■ **Extract to read**:

________

Marc Benioff isn’t scheduled to take the stage at Dreamforce until tomorrow, but we already know what's on the mind of the Salesforce’s founder and CEO.

He's going to make a big deal about the company’s new IoT Cloud — something he boasts will transform the Internet of Things (IoT) into the Internet of Customers.

Here's the Plan

In the simplest of terms, Salesforce aims to help its customers harness the large quantities of streaming data generated by everything from connected devices — like thermostats, automobiles, turbines, toothbrushes, Fitbits, you name it — as well as social networks, mobile devices and the cloud.

It claims it can separate the signal from the noise so companies can glean insights and take informed actions.

“We have access to so much more data than we’ve ever had before, but less than 1 percent of it is being analyzed,” Gordon Evans, VP of Product Marketing, Salesforce Marketing Cloud, told CMSWire last week. The remaining 99 percent represents lost opportunities for gleaning insights and engaging proactively.

________

■ **Data section**:
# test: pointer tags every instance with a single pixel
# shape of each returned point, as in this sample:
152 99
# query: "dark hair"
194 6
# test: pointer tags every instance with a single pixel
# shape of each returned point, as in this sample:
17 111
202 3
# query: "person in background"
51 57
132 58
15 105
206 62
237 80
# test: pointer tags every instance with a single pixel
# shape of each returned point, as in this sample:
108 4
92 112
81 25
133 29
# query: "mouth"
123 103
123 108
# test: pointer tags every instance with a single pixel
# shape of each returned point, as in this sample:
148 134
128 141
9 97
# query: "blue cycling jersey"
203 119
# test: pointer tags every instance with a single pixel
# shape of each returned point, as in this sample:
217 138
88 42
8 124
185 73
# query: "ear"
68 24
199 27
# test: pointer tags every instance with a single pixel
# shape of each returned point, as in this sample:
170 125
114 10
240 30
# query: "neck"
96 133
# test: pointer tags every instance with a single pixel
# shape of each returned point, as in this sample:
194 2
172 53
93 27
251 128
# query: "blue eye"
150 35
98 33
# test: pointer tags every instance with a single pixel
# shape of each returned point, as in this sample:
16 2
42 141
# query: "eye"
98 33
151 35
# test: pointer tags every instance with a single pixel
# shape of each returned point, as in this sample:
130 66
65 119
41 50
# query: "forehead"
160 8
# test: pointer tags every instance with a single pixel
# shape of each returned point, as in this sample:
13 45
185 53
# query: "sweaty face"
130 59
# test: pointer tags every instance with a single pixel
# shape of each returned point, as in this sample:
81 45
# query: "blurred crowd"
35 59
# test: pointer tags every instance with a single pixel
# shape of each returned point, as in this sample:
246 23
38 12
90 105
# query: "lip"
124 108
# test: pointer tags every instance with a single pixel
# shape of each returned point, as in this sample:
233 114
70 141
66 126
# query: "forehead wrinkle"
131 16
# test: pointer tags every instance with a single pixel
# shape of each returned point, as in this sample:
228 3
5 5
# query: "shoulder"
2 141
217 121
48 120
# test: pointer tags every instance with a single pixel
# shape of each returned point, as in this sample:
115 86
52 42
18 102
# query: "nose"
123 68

________

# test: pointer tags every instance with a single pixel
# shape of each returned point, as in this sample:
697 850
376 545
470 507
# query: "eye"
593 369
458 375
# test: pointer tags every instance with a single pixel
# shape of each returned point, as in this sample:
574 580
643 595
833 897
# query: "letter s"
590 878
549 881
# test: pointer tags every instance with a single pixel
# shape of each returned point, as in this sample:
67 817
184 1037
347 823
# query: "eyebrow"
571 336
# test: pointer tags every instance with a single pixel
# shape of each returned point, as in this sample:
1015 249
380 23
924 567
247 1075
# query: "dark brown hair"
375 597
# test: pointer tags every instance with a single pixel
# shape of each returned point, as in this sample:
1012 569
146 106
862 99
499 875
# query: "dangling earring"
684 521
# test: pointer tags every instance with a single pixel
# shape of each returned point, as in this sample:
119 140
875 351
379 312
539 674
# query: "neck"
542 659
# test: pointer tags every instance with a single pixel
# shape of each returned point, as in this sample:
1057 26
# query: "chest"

________

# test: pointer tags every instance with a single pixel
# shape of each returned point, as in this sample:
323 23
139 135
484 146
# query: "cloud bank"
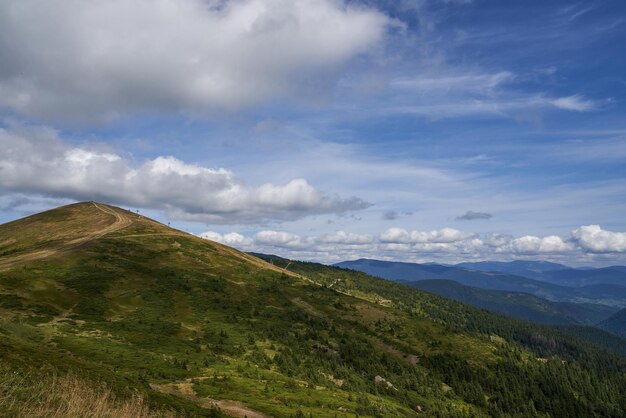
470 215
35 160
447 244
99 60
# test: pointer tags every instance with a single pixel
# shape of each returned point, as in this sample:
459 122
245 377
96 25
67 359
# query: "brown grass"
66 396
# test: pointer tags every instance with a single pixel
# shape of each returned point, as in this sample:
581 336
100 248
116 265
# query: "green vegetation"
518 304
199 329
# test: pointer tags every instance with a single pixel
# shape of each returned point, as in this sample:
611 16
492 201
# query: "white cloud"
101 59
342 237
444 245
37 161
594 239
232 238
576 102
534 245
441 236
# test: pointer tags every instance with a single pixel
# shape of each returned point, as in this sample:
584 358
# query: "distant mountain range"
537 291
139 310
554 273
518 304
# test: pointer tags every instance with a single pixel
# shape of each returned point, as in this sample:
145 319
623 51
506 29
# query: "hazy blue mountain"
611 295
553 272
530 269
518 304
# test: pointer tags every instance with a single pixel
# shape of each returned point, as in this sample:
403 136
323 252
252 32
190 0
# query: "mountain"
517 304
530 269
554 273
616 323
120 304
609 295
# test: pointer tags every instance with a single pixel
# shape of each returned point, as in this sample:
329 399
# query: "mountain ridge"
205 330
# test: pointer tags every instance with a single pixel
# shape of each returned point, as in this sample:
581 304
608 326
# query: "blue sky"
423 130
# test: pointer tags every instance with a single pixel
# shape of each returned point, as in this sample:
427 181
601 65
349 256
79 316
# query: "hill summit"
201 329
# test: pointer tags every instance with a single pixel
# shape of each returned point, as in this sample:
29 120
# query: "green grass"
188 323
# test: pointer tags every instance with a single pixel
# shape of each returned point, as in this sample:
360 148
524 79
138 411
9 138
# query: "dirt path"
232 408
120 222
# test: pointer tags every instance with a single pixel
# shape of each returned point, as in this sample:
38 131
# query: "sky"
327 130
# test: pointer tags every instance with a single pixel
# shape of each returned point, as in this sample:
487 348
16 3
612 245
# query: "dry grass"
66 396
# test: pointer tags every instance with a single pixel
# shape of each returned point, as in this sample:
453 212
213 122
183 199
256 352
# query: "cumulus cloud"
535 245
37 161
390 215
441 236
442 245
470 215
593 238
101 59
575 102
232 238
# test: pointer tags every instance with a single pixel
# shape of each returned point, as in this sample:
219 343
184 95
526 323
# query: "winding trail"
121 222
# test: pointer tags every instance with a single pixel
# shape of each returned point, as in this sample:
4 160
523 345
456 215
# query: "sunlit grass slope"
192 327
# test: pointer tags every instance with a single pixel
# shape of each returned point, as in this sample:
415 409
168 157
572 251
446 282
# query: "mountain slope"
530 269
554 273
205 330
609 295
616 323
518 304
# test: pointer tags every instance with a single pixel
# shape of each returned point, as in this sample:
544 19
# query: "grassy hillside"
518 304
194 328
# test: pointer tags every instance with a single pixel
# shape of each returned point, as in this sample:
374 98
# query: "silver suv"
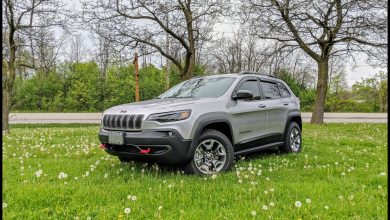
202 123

________

■ **Exercise instructions**:
a) According to the article on Salesforce's IoT Cloud, what does Marc Benioff boast the IoT Cloud will transform the Internet of Things into?
b) Please write out the part of the article on Salesforce's IoT Cloud that begins at the words "He's going to" and stops after the words "take informed actions.".
The items play no part in what comes next.

■ **Solutions to the problems**:
a) The Internet of Customers.

b)
He's going to make a big deal about the company’s new IoT Cloud — something he boasts will transform the Internet of Things (IoT) into the Internet of Customers.

Here's the Plan

In the simplest of terms, Salesforce aims to help its customers harness the large quantities of streaming data generated by everything from connected devices — like thermostats, automobiles, turbines, toothbrushes, Fitbits, you name it — as well as social networks, mobile devices and the cloud.

It claims it can separate the signal from the noise so companies can glean insights and take informed actions.